• [Objective]
Below are some records; return each one exactly.

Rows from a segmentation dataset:
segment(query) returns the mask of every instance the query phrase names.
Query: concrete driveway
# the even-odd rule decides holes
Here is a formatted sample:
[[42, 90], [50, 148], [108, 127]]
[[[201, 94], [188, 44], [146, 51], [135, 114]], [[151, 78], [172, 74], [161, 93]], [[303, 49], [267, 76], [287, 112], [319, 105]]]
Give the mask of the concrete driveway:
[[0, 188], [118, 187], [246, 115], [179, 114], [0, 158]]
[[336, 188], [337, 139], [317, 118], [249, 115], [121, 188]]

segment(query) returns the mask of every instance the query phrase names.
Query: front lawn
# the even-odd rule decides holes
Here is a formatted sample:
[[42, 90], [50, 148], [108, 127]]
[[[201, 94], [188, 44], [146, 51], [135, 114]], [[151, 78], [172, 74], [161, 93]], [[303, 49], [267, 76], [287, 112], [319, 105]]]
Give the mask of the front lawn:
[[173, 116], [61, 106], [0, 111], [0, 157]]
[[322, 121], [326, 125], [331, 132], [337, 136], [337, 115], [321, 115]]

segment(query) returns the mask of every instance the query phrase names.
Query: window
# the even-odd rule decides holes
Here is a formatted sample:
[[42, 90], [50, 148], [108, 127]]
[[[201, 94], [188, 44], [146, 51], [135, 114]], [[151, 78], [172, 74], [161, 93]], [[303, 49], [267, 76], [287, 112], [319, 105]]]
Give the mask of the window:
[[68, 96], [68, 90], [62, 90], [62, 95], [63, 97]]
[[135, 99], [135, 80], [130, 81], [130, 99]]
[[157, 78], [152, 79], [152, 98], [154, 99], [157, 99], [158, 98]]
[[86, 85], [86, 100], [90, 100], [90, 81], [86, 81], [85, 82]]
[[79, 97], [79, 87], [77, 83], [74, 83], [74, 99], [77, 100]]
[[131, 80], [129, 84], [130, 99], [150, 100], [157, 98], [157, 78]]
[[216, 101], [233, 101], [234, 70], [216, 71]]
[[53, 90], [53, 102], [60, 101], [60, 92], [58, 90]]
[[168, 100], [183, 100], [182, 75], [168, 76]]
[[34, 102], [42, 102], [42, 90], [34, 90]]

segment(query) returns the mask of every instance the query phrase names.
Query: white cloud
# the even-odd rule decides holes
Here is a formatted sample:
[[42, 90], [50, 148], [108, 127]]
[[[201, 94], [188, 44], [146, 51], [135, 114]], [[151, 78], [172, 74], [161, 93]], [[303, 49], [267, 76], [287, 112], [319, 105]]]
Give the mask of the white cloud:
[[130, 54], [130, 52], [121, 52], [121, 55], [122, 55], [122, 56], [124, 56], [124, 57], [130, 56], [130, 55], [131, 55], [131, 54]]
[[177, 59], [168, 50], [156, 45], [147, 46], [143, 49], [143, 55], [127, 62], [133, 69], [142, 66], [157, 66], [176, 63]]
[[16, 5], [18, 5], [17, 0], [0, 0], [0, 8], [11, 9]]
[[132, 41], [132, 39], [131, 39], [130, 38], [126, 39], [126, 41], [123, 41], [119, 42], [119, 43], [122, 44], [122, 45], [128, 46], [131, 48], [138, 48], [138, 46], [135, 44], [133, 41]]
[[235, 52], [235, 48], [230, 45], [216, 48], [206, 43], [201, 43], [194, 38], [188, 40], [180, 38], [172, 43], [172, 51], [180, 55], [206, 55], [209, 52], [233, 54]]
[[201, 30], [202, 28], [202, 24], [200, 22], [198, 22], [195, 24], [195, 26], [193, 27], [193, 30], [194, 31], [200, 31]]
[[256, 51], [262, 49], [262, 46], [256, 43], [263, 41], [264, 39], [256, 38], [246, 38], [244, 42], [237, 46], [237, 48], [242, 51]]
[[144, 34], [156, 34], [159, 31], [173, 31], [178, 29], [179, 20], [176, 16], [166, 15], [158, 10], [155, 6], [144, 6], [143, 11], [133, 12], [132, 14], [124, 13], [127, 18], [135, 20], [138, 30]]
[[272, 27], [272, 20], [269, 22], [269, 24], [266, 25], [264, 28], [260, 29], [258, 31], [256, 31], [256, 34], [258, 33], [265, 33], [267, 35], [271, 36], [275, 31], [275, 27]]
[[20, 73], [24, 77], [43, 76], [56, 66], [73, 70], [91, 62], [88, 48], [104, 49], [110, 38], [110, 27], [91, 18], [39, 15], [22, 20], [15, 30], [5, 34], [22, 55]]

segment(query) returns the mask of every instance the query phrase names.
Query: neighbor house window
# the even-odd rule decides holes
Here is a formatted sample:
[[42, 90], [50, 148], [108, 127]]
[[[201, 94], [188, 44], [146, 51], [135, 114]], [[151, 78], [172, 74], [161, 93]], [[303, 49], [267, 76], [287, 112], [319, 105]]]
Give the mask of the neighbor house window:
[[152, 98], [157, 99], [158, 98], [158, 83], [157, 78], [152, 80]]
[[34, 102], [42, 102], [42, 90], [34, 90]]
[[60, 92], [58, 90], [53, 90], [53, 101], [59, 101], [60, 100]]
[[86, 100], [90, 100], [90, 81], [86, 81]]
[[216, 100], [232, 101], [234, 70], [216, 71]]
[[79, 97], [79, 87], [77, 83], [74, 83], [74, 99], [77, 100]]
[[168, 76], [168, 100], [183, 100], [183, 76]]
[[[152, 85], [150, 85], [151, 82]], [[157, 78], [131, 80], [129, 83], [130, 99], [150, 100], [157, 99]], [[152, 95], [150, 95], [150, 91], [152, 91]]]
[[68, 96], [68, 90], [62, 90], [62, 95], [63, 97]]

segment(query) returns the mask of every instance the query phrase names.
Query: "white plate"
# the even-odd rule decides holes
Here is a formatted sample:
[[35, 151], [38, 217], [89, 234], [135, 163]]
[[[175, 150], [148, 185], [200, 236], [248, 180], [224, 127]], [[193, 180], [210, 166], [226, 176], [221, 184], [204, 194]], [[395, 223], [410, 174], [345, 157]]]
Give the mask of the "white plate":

• [Full response]
segment(query) returns the mask of every instance the query phrase names.
Query: concrete driveway
# the even-odd rule decides holes
Here is a formatted sample:
[[42, 90], [50, 148], [108, 127]]
[[[201, 94], [188, 44], [146, 51], [135, 114]], [[151, 78], [172, 74], [161, 93]], [[303, 49], [267, 76], [287, 112], [319, 105]]]
Give the mask of the concrete driveway:
[[0, 188], [118, 187], [246, 115], [179, 114], [0, 158]]
[[336, 188], [337, 139], [317, 118], [249, 115], [121, 188]]

segment(query) returns the mask of every instance the query phrase names.
Query: front lawn
# the even-odd rule decides holes
Here is a formatted sample:
[[42, 90], [50, 148], [108, 127]]
[[[201, 94], [188, 44], [146, 51], [135, 114]], [[151, 78], [172, 74], [161, 93]], [[303, 49], [267, 76], [287, 112], [319, 105]]]
Give the mask of the front lawn:
[[173, 116], [61, 106], [0, 111], [0, 157]]
[[322, 121], [326, 125], [331, 132], [337, 136], [337, 115], [321, 115]]

segment(query) returns the mask of every instance the query phrase names.
Query: window
# the even-odd rule decides holes
Here is a formatted sample:
[[42, 90], [50, 148], [108, 127]]
[[[201, 94], [188, 44], [146, 51], [135, 114]], [[151, 78], [172, 74], [161, 93]], [[303, 49], [267, 76], [287, 112], [319, 105]]]
Give the mask of the window:
[[68, 96], [68, 90], [62, 90], [62, 95], [63, 97]]
[[135, 99], [135, 80], [130, 81], [130, 99]]
[[157, 78], [152, 79], [152, 98], [154, 99], [157, 99], [158, 98]]
[[86, 85], [86, 100], [90, 100], [90, 81], [86, 81], [85, 82]]
[[79, 97], [79, 87], [77, 83], [74, 83], [74, 99], [77, 100]]
[[131, 80], [129, 84], [130, 99], [150, 100], [157, 98], [157, 78]]
[[216, 101], [233, 101], [234, 70], [216, 71]]
[[53, 90], [53, 102], [60, 101], [60, 92], [58, 90]]
[[168, 100], [183, 100], [182, 75], [168, 76]]
[[34, 102], [42, 102], [42, 90], [34, 90]]

segment(query) returns the mask of every instance the query phrase names.
Query: white cloud
# the even-odd rule decides holes
Here is a formatted sample:
[[42, 90], [50, 148], [108, 127]]
[[[201, 94], [188, 44], [146, 51], [135, 114]], [[151, 78], [172, 74], [161, 93]], [[303, 49], [267, 76], [287, 112], [319, 105]]]
Give the mask of the white cloud:
[[130, 54], [130, 52], [121, 52], [121, 55], [122, 55], [122, 56], [124, 56], [124, 57], [130, 56], [130, 55], [131, 55], [131, 54]]
[[177, 59], [168, 50], [156, 45], [147, 46], [143, 49], [143, 55], [127, 62], [133, 69], [142, 66], [157, 66], [176, 63]]
[[16, 5], [18, 5], [17, 0], [0, 0], [0, 8], [11, 9]]
[[132, 41], [132, 39], [131, 39], [130, 38], [126, 39], [126, 41], [123, 41], [119, 42], [119, 43], [122, 44], [122, 45], [128, 46], [131, 48], [138, 48], [138, 46], [135, 44], [133, 41]]
[[235, 52], [235, 48], [230, 45], [216, 48], [206, 43], [201, 43], [194, 38], [188, 40], [180, 38], [172, 43], [172, 51], [180, 55], [206, 55], [209, 52], [233, 54]]
[[201, 30], [202, 28], [202, 24], [200, 22], [198, 22], [195, 24], [195, 26], [193, 27], [193, 30], [194, 31], [200, 31]]
[[256, 51], [262, 49], [262, 46], [256, 43], [263, 41], [264, 39], [256, 38], [246, 38], [244, 42], [237, 46], [237, 48], [242, 51]]
[[144, 34], [156, 34], [159, 31], [173, 31], [178, 29], [179, 20], [176, 16], [166, 15], [158, 10], [155, 6], [144, 6], [143, 11], [133, 12], [132, 14], [124, 13], [127, 18], [135, 20], [138, 30]]
[[272, 27], [272, 20], [269, 22], [269, 24], [266, 25], [264, 28], [260, 29], [258, 31], [256, 31], [256, 34], [258, 33], [265, 33], [267, 35], [271, 36], [275, 31], [275, 27]]
[[20, 73], [24, 77], [43, 76], [56, 66], [73, 70], [91, 62], [88, 48], [104, 49], [110, 38], [110, 27], [91, 18], [39, 15], [22, 20], [15, 30], [5, 34], [22, 55]]

segment(query) returns the mask of every instance the query phrase names.
Query: neighbor house window
# the even-odd rule decides holes
Here is a formatted sample:
[[42, 90], [50, 148], [108, 127]]
[[[201, 94], [188, 44], [146, 51], [135, 114]], [[151, 78], [172, 74], [161, 93]], [[303, 49], [267, 76], [287, 112], [319, 105]]]
Give the mask of the neighbor house window:
[[152, 98], [157, 99], [158, 98], [158, 83], [157, 78], [152, 80]]
[[34, 102], [42, 102], [42, 90], [34, 90]]
[[60, 92], [58, 90], [53, 90], [53, 101], [59, 101], [60, 100]]
[[86, 100], [90, 100], [90, 81], [86, 81]]
[[216, 100], [232, 101], [234, 70], [216, 71]]
[[79, 97], [79, 87], [77, 83], [74, 83], [74, 99], [77, 100]]
[[168, 76], [168, 100], [183, 100], [183, 76]]
[[[152, 85], [150, 85], [151, 82]], [[157, 78], [131, 80], [129, 83], [130, 99], [150, 100], [157, 99]], [[152, 95], [150, 95], [150, 91], [152, 91]]]
[[68, 96], [68, 90], [62, 90], [62, 95], [63, 97]]

segment(query) returns the mask of every instance the query phrase names.
Query: "white plate"
# the even-odd rule decides holes
Here is a formatted sample:
[[35, 151], [38, 217], [89, 234], [135, 163]]
[[[175, 150], [148, 185], [200, 236], [248, 180], [224, 127]], [[193, 180], [210, 166], [226, 176], [221, 184], [204, 194]], [[395, 223], [410, 174], [345, 157]]]
Give the mask of the "white plate":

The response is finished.